[DATASET RECORDS]
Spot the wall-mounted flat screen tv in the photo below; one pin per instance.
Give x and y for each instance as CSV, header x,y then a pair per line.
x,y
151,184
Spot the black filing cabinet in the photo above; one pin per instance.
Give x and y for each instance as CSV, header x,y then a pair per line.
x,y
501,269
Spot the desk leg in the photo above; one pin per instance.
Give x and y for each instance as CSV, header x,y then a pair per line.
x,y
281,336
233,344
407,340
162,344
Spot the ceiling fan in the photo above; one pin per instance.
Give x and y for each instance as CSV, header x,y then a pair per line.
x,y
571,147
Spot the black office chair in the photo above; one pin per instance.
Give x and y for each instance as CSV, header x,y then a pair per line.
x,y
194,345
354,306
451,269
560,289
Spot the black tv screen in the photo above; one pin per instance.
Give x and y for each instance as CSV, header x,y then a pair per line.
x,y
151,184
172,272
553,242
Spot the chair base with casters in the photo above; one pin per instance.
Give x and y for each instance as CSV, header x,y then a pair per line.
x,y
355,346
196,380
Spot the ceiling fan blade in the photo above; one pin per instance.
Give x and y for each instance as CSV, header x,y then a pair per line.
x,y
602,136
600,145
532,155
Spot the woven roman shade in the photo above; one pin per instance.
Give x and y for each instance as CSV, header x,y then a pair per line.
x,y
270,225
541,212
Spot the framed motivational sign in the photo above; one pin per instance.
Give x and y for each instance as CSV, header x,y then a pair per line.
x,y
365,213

[YOUR TASK] Switch each "instance" in the listing above to "occurrence", and write out the whole listing again with nothing else changed.

[TASK SOLUTION]
Spot the wall-mounted flat screen tv in the photo below; one pin per occurrence.
Give x and y for each occurrence as CSV, header x,y then a pair per line.
x,y
151,184
Spot the black filing cabinet in the photo above; one pin per occurrence.
Give x and y for each occurrence as CSV, header x,y then a pair per line.
x,y
501,269
Spot the desk leg in the photo above; one pin per occurrence.
Give x and y for each occurrence as CSV, header x,y then a pair per line.
x,y
281,336
233,344
407,340
162,344
Spot the ceiling fan in the photo above; one pin per occurrence.
Give x and y for each occurrence as CSV, header x,y then a pair per line.
x,y
571,147
Spot the black office chair in the photo above; one pin per occurrence.
Give x and y for each occurrence as CSV, header x,y then a pair per line.
x,y
194,345
354,306
451,269
560,289
Spot the black tv screen in the photo above; one pin per occurrence.
Give x and y for each occurrence as CSV, header x,y then a pair per line.
x,y
151,184
172,272
553,242
Spot the chair base with casters in the photo above; one pin per occurrence.
Give x and y for each occurrence as CSV, header x,y then a pair per line.
x,y
355,346
196,380
Spot the ceiling fan blade in the photo above; one pin per occurrence.
Give x and y for each occurrence as CSV, header x,y then a pair per line.
x,y
602,136
600,145
532,155
Spot the woven roman shade in the photo above; one pin per occurrence.
Give x and y for each occurrence as CSV, header x,y then a pair per line.
x,y
270,225
541,212
Spot the framed motivational sign in the photo above; one pin per occurrence.
Give x and y for each occurrence as CSV, header x,y then a pair per line.
x,y
365,213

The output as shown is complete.